# START OF Extracted data

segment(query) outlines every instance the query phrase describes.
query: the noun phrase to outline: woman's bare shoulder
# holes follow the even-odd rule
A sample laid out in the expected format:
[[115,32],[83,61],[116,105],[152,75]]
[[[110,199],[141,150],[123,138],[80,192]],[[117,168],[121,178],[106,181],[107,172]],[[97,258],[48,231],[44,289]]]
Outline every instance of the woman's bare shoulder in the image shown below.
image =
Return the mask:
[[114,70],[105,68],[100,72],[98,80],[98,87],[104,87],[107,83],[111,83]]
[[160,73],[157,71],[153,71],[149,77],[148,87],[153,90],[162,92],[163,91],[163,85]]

# END OF Extracted data

# [What you should do]
Reproduce all of the material above word for word, with every line in its original order.

# [Output of the task]
segment(query) outlines every instance the query phrase describes.
query: the noun phrase to outline: woman's bare shoulder
# holes follow the even-odd rule
A sample laid out in the expected format:
[[115,32],[83,61],[116,105],[152,75]]
[[[110,199],[141,150],[123,138],[80,192]],[[117,168],[121,178],[106,181],[107,172]],[[97,258],[48,231],[44,289]]]
Outline every instance of the woman's bare shoulder in the image shown below.
image =
Return the mask:
[[114,70],[105,68],[100,72],[98,80],[98,87],[104,87],[107,83],[111,83]]
[[160,73],[157,71],[153,71],[149,77],[148,87],[153,90],[162,92],[163,91],[163,85]]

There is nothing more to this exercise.